Copy verbatim the lines of the material below, starting at the line containing "Reviewer note. Check that each instance of the large" and ending at the line containing "[(878, 46)]".

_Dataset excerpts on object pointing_

━━━━━━━━━━

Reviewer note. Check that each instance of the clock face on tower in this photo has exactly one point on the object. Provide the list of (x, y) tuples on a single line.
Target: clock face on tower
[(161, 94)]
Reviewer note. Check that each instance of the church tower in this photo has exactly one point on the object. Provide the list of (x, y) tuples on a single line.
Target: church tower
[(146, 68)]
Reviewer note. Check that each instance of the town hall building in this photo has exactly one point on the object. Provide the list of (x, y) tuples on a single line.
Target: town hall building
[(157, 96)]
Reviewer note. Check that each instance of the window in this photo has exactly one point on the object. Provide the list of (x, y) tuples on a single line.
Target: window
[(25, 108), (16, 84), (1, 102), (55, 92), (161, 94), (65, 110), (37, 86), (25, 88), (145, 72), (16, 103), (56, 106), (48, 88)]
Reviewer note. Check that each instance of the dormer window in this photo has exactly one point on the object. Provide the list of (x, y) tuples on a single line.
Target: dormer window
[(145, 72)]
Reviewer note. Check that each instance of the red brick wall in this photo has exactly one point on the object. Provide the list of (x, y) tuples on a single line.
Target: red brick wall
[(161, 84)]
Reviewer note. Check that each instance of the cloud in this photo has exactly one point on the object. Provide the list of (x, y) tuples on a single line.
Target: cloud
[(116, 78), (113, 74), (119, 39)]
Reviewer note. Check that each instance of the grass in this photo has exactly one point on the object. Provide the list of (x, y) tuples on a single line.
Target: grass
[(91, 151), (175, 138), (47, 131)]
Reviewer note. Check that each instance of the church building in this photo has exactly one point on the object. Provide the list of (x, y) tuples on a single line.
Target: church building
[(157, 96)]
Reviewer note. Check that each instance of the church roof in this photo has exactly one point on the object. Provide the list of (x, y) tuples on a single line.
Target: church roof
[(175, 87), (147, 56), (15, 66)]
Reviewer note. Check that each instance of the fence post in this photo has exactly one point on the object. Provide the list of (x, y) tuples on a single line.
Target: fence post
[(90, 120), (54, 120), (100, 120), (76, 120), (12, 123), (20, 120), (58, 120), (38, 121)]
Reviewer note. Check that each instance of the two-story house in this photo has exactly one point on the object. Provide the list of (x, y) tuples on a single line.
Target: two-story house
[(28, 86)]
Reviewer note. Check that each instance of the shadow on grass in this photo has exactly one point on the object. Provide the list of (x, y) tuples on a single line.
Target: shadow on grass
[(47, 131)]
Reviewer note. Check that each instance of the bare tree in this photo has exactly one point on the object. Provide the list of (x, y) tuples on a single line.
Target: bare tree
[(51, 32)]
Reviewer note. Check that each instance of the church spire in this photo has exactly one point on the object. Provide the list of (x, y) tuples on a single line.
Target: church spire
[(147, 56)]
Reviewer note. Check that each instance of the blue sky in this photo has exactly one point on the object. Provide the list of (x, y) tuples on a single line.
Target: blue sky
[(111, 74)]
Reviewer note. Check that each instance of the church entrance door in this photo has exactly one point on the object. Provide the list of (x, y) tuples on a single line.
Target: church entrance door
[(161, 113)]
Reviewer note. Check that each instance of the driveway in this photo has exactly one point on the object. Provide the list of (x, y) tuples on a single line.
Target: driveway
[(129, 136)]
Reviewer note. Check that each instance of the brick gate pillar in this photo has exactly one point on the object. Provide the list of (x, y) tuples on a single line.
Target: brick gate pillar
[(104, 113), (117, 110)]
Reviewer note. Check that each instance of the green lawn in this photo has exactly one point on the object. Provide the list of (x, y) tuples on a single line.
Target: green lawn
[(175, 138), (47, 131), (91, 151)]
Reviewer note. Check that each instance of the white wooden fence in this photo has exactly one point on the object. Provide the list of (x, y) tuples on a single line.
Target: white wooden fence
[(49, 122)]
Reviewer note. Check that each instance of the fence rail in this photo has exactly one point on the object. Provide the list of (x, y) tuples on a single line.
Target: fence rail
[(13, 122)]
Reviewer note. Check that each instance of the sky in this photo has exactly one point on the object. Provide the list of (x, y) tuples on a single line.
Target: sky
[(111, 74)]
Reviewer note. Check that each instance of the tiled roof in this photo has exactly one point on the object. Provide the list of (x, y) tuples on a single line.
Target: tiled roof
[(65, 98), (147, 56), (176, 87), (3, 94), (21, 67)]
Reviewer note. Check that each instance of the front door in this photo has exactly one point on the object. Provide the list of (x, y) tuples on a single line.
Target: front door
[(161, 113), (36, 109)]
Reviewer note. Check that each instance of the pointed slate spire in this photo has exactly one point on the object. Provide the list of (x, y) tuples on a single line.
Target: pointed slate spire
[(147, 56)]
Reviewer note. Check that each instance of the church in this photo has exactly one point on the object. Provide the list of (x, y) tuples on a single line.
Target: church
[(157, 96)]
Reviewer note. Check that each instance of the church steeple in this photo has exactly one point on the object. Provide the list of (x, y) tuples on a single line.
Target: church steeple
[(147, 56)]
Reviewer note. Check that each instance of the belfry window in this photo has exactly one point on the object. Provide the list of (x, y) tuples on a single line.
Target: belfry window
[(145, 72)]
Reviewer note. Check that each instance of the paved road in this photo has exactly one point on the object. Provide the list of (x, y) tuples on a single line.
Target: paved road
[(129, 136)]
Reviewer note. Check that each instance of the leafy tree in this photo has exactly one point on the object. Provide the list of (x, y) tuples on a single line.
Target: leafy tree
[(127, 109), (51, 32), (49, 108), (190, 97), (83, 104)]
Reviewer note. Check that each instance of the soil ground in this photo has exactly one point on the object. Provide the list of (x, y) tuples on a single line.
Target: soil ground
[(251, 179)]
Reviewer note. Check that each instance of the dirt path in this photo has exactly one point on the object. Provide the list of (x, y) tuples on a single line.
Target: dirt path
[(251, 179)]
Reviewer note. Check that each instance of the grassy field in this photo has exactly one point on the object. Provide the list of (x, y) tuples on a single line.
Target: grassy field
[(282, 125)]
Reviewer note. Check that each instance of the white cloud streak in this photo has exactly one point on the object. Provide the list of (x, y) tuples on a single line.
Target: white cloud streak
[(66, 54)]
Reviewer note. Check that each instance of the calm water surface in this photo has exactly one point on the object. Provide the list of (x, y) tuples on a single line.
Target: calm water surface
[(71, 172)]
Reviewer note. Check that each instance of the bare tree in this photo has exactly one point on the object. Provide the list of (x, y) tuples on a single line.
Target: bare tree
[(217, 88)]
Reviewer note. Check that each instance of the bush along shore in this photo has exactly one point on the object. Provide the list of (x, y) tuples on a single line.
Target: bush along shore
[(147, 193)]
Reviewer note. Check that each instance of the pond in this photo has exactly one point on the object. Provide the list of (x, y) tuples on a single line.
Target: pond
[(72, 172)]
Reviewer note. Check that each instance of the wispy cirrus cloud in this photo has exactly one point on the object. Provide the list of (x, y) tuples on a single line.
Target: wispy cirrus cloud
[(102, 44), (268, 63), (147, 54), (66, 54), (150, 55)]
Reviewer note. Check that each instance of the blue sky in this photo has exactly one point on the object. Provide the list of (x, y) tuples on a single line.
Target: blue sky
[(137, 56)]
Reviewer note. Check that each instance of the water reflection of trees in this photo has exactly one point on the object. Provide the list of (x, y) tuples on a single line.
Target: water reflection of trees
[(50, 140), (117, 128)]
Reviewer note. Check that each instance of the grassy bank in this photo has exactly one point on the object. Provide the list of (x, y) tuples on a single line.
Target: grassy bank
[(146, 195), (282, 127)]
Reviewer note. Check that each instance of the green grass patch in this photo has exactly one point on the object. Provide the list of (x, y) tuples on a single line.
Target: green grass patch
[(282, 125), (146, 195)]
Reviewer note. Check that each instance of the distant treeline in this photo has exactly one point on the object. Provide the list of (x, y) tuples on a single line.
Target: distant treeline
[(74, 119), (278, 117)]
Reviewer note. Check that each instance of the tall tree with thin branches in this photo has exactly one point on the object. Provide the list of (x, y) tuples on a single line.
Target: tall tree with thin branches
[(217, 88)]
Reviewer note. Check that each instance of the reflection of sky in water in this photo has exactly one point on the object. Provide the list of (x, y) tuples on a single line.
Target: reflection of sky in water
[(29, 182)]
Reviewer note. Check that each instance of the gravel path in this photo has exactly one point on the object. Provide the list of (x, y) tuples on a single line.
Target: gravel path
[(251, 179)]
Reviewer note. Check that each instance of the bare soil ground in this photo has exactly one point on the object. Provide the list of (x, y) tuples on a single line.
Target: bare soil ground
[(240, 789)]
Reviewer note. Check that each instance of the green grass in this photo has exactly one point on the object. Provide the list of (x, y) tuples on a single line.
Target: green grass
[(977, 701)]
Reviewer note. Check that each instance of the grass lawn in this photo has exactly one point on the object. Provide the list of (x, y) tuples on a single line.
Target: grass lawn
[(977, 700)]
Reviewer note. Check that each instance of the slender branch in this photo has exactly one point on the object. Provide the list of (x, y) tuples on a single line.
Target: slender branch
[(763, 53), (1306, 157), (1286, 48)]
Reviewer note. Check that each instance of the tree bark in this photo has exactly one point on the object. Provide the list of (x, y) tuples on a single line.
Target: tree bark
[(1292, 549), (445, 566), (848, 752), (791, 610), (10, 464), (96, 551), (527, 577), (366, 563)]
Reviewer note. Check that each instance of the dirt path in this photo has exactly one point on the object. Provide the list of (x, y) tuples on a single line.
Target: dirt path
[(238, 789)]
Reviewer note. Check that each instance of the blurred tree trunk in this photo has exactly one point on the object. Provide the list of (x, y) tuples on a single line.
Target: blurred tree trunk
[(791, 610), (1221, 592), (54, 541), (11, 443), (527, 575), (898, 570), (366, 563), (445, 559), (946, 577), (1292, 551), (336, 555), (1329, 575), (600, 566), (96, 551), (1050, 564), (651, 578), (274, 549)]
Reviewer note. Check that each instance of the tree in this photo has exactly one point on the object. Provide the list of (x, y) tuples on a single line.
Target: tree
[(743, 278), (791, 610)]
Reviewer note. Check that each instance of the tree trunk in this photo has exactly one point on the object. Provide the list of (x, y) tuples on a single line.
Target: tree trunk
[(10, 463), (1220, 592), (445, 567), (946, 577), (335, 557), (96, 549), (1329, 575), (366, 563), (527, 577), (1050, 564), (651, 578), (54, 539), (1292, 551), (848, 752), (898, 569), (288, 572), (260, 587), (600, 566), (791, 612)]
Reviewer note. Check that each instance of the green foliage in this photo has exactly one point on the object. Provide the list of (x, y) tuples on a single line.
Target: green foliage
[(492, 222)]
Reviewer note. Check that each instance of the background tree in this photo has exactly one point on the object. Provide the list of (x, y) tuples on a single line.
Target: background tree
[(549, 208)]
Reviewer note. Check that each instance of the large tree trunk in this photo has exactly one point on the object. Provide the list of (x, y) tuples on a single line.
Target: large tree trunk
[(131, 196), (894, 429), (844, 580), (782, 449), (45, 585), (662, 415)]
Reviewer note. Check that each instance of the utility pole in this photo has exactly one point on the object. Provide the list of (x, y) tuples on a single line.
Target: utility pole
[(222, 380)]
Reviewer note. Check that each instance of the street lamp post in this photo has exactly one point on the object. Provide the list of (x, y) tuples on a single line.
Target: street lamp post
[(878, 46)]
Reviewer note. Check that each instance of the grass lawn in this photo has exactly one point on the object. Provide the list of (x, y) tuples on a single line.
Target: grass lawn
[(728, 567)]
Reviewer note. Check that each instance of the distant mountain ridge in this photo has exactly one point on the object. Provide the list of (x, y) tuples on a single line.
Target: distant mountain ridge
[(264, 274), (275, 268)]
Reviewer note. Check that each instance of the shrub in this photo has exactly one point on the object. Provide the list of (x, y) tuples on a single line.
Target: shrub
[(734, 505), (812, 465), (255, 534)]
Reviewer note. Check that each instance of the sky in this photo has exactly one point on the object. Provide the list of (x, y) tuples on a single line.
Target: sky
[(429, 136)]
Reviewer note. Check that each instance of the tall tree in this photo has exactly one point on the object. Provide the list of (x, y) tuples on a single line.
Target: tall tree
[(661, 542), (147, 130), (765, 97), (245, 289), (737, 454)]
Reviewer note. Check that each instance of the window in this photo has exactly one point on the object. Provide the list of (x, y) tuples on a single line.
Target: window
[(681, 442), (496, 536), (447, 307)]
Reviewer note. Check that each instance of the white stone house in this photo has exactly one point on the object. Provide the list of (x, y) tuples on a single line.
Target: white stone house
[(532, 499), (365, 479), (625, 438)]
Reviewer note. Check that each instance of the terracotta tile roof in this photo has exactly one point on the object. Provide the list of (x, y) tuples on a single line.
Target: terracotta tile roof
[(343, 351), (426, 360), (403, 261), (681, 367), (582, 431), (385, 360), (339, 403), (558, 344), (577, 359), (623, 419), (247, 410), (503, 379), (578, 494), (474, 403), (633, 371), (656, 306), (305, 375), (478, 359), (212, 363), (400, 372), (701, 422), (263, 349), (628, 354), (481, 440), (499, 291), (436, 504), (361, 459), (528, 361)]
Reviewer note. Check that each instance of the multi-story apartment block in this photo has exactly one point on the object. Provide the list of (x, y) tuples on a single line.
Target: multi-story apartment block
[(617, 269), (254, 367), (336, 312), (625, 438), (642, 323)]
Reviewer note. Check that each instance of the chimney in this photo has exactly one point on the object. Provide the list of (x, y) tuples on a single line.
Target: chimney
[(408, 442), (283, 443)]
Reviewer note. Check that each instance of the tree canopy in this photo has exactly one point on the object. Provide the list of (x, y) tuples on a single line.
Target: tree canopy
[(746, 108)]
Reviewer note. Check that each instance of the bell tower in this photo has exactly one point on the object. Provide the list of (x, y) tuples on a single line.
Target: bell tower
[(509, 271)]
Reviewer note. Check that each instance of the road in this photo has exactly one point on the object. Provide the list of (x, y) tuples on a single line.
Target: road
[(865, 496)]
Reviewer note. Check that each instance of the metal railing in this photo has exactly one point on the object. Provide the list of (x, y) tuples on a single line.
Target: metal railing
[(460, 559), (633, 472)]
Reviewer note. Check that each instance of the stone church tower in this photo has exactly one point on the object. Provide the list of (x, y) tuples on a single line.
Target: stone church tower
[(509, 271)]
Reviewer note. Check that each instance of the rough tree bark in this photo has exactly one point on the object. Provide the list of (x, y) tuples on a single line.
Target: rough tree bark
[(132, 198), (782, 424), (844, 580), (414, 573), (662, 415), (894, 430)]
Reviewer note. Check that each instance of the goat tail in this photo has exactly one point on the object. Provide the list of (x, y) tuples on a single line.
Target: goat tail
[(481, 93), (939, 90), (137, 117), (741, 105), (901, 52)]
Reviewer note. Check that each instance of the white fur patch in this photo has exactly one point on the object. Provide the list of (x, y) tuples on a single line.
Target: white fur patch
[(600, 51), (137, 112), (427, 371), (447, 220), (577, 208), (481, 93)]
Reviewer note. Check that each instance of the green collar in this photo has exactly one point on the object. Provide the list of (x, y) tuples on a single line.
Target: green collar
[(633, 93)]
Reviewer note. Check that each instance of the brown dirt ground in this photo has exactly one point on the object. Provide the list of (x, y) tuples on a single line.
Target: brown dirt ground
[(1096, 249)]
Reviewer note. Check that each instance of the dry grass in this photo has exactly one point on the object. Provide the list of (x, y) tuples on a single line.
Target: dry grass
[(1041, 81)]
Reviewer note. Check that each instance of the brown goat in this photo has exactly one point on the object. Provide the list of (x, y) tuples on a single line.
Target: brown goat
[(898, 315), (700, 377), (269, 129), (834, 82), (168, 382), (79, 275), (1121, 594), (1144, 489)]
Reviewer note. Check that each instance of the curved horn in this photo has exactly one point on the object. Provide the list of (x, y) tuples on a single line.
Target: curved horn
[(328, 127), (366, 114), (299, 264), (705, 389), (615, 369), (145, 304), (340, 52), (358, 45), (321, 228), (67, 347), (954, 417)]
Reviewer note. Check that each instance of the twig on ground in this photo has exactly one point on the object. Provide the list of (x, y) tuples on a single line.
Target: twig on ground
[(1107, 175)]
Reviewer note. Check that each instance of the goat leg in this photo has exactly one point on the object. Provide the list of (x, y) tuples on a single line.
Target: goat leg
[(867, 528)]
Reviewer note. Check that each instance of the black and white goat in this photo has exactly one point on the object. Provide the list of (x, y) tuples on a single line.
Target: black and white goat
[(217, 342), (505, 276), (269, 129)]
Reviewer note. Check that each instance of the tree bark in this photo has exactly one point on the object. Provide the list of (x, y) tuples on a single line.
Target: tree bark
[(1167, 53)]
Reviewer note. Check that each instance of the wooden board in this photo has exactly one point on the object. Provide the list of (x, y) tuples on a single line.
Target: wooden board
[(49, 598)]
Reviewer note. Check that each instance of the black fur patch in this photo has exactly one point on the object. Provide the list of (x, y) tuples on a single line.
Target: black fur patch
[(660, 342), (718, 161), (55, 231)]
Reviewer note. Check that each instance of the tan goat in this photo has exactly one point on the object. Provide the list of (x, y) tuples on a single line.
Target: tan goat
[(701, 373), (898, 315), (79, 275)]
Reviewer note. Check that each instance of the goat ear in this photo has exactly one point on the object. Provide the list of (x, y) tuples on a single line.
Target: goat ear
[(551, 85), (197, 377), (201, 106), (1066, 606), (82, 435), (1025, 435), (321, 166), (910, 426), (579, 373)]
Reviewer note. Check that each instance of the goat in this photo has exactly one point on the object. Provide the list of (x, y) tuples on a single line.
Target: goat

━━━━━━━━━━

_Solution for this problem_
Reviewer note. Check that each instance of the large tree trunk in this photo has exactly one point on the object. Provide the list of (x, y) tuples on a single line.
Target: large tree trunk
[(131, 196), (894, 429), (844, 580), (782, 449), (45, 585), (662, 415)]
Reviewer note. Check that each instance of the utility pole in this photo has exactly one point on the object. Provide the list of (x, y) tuples on a single line.
Target: utility pole
[(222, 380)]
Reviewer note. Check that each instance of the street lamp post in this photo has exactly one point on the object. Provide the list of (x, y) tuples on a single line.
Target: street lamp post
[(878, 46)]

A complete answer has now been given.